Exercise goal: Pick up the text below on planfulness and gym attendance where it stops, and carry it forward after its final sentence.

Selected text:
»»
People with this personality trait tend to be self-disciplined and they aim for achievement.
Making concrete plans is the key to achieving your goals, research finds.
Indeed, the habit of making concrete plans is a type of personality trait the researchers dub ‘planfulness’.
Planfulness is an aspect of the wider personality trait of conscientiousness.
In general, conscientious people tend to be self-disciplined and they aim for achievement.
People who are planful tend to agree with statements such as:
- “Developing a clear plan when I have a goal is important to me.”
Ms Rita M. Ludwig, the study’s first author, said:
“There indeed appears to be a certain way of thinking about goals that correlates with long-term progress.
What’s new in this study is that we used an objective measure of goal progress that could be recorded as participants naturally went about their lives: their check-ins at a local gym.”
For the study, the gym attendance of 282 people was tracked over a 20-week period.
Participants also completed personality tests and other critical measures.
The results showed that people high in the planfulness tended to visit the gym more.
The more planful people were, the more they visited the gym.
««
Supplied records:
»»
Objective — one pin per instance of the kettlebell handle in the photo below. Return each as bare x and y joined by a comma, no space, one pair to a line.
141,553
««
»»
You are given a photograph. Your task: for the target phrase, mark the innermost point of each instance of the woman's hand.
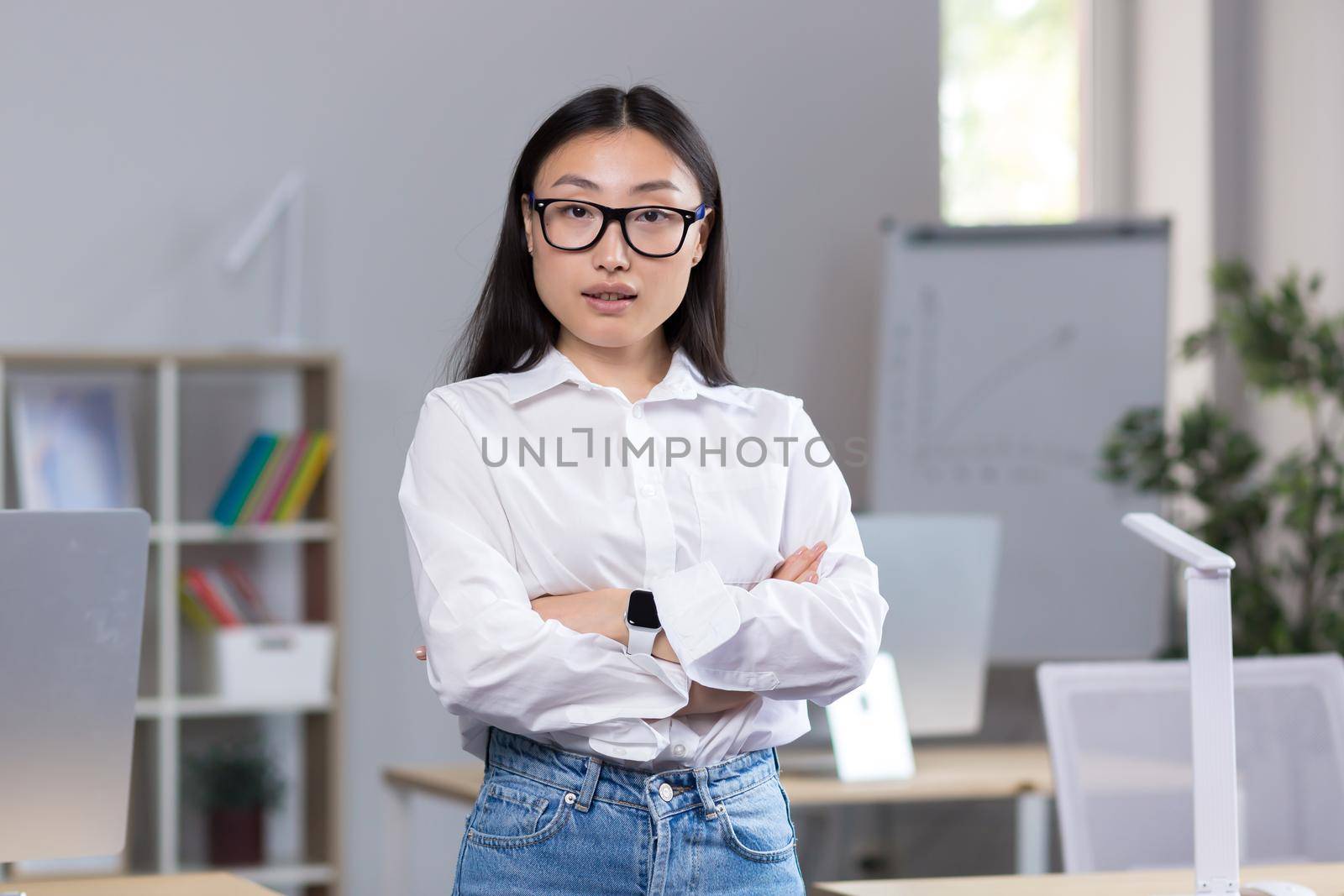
««
Task answer:
Ms Ludwig said:
“This work is broadly informative for those who are curious about how people pursue health goals, including their own patterns of thought around goals.
Clinicians might find it helpful in understanding how their patients tend to think about goals and whether person-to-person differences in such thinking are related to outcomes.”
Plans didn’t necessarily need to be written down — in fact, there was no relationship between how detailed people’s plans were and how often they went to the gym.
Ms Ludwig said:
“It seems logical that people who are successful with their goals would be able to write in detail about their planning process.
We were surprised, then, to find no relationship between people’s goal pursuit behavior and how they wrote about their goals.”
The study was published in the journal Psychological Science (Ludwig et al., 2019).